→ **GIVEN TEXT**:

————

One of the seven photos, one of the three that didn't have water droplets
Excited doesn’t begin to describe my feelings heading out to Seattle to see my best friend!  Girl time is an extremely important component of health that I am realizing more and more each day.  After a smooth and successful airplane pickup, we headed to Port Angeles with the intent on doing an AM hike and some other sightseeing.  We drove up to Hurricane Ridge Saturday morning and were cautioned by the gate ranger that there may be some icy roads toward the top.  Ice, no.  Snow, yes!  Neither of us were prepared to hike in the snow, so we took in the sights for a bit and then headed down for a plan B.  We drove to Lake Crescent and took the short hike to Marymere Falls and then hiked for a bit along Barnes Creek.  Nature and great conversation combined with moments of stillness, and my heart was full.  We had a great night on the town and headed to Port Townsend the next day.  Inexplicably I had never been to Port Townsend, and it was absolutely full of charm.  We did some wine tasting and enjoyed delicious Ramen before falling into a deep, contented sleep.  A slow, easy breakfast before driving back to Gig Harbor for the night, topped off with a nice walk outside, dinner, and indulging in a classic guilty pleasure, SATC movie.  Saying goodbye early in the AM, I was thankful as I reflected on a weekend well spent with my favorite company.  

Snow at Hurricane Ridge
When in doubt, photobomb 
Quick jaunt to Marymere
Arriving back to TN with colder, rainier and snowier weather than Washington was not what I expected, but it was definitely the reality.  Intending to hike to Rainbow Falls, we were spooked by the prospect of higher than normal creek fords with all the recent weather, so we opted for yet another plan B further along the Roaring Fork Motor Nature Trail just outside of Gatlinburg.  We were handsomely rewarded for our patience and negotiation of the icy roads as the trail was cloaked in white giving way to a picturesque scene.  As we climbed behind the falls as part of the trail, we set up for a few photos before making our way back down to the car.  We passed a man who asked if we had seen “the bar”, and for a minute, I struggled to understand, but then my inner southerner spoke up and said, “you know, bar… BEAR!”  We had not seen any bears, but our friend told us he spotted the largest black bar he had ever seen, close to 500 pounds.  We did not see the bear on the way down, but it would have been a treat.  We had seen one a week or so ago asleep high up in a tree, but if it had been 500 pounds, I don’t think it would have made it up there long.  From the car, we continued the drive along the nature trail, stopping a few times to admire some falls and settlers’ homesteads.  We eventually met up with my parents for a chilly but enjoyable picnic before some more unsuccessful fishing along Greenbrier.  At least this time, our expectations were tempered as the water was high and fast and cold.  

Looking up from the lower falls as the sun rises through the trees
From behind Grotto Falls
Grotto Falls dressed in white
I had just pinned my skin between the legs of my tripod.  Shaun is being supportive.

————

→ **DATA SHOWN**:
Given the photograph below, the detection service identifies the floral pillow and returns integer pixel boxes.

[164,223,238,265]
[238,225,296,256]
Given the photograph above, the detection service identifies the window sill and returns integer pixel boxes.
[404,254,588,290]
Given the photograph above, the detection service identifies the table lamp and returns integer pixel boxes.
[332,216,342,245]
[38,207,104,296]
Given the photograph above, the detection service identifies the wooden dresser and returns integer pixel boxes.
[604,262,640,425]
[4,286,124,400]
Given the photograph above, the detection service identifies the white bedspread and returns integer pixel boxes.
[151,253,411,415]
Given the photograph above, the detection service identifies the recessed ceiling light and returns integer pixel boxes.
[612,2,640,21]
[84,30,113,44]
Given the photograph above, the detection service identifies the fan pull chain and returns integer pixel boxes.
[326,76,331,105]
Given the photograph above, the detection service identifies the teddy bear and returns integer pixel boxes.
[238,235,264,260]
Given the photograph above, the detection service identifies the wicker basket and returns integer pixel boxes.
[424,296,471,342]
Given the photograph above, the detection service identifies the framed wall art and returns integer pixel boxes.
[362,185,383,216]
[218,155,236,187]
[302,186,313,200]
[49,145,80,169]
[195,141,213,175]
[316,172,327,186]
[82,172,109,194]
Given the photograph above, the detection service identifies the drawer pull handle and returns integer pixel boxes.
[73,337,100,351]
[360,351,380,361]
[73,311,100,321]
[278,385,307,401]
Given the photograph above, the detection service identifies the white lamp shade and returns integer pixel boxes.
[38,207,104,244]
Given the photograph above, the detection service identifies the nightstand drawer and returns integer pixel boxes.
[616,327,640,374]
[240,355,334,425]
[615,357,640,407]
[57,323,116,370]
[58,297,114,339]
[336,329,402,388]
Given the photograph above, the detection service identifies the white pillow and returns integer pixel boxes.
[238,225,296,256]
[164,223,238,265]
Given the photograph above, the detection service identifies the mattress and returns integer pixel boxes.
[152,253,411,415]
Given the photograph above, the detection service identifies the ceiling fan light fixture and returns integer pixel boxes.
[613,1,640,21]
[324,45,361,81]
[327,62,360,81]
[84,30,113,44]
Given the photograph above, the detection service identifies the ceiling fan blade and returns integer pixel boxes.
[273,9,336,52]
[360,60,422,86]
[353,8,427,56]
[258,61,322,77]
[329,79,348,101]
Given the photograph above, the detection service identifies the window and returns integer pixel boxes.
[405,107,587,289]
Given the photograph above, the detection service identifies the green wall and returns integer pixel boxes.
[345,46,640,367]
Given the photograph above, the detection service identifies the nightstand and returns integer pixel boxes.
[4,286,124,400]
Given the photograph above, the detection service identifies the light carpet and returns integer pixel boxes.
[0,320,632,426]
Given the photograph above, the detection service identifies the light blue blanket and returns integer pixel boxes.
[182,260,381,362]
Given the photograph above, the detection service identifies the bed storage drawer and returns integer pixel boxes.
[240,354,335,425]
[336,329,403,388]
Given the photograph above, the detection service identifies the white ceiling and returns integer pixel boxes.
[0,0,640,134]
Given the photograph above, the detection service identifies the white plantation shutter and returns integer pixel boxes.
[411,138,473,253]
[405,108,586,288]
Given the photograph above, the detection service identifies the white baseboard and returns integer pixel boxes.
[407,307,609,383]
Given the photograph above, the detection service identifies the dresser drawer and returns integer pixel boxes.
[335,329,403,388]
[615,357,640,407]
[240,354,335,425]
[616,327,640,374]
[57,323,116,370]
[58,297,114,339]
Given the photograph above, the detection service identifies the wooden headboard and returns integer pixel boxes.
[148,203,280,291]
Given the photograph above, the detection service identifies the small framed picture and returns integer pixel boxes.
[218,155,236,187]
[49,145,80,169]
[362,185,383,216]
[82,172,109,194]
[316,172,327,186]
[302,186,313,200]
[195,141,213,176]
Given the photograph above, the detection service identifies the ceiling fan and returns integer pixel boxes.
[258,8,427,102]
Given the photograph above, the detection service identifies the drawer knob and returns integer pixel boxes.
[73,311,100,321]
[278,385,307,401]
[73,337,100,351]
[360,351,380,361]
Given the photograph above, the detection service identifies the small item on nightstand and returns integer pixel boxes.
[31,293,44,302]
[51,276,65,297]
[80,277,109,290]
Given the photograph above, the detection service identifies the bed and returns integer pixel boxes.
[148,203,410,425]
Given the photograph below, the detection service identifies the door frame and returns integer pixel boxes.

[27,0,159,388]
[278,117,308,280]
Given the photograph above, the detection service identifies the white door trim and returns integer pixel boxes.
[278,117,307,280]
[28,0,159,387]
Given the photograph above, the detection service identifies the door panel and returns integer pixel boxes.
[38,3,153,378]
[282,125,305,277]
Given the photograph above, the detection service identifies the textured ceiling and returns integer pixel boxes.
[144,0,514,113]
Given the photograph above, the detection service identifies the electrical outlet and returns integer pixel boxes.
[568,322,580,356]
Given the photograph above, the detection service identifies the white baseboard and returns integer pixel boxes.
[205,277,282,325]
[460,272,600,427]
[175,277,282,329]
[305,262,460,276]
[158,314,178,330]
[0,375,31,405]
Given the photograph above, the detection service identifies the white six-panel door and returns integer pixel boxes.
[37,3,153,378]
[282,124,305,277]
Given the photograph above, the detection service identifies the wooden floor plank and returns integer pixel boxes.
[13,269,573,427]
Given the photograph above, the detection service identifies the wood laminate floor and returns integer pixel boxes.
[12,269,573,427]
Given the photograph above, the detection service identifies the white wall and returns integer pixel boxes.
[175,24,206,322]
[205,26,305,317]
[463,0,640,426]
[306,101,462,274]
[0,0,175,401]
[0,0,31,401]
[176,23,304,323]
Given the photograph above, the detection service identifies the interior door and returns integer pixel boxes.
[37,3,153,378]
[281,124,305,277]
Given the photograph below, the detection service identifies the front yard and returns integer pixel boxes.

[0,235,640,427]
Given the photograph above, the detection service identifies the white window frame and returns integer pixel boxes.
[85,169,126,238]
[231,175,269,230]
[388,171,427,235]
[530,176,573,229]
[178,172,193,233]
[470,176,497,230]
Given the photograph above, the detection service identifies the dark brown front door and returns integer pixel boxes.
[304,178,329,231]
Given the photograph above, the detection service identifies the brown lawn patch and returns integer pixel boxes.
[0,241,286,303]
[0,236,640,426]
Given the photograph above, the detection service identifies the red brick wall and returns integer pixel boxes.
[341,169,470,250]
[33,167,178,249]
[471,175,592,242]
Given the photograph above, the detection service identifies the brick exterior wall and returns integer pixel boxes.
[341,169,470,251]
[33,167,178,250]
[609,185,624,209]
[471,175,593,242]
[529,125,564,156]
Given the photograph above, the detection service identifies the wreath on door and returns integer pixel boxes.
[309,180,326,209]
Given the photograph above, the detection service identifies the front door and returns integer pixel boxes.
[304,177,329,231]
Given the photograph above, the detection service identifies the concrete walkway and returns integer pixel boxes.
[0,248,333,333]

————

→ **REQUIRED TASK A**: In the hiking blog post, where did the two friends hike after snow ruled out hiking at Hurricane Ridge?
→ **REQUIRED TASK B**: Extend the hiking blog post past its last line.
The data were taken from a separate source.

→ **REPLY A**: They hiked to Marymere Falls at Lake Crescent and then along Barnes Creek.

→ **REPLY B**:
Leo looking for scraps on the sly 
A great day for a picnic with my parents
Mom and Dad
With most of the leaves gone, we decided to give Abrams Creek and Falls another shot.  It is a spring fed creek, so it is largely unaffected by the rampant temperature fluctuations, and we had actually had a few consecutive days with little to no precipitation.  This time, we drove right in the gate with no long backups except for when people in front of us from Ohio saw a deer and a squirrel and had to pull over and gawk at it, haha.  We were hiking before 8 and made quick work of the trail, admiring the falls (one of my earliest childhood hiking memories), astonished we were the only ones back there on such a popular hike.  We returned to the car by 10 and had a snack before changing into our waders and making our way about 3/4 of a mile back into the creek for some fishing.  The fish in Abrams Creek aren’t large, but they are wild, and they are oh so fun to catch.  We caught several and enjoyed the relative quiet despite numerous people thundering up the trail behind us.  As annoying as groves of rhododendron can be while fishing, they have helped us out on more than one occasion, this time providing insulation and a physical barrier from most of the crowds.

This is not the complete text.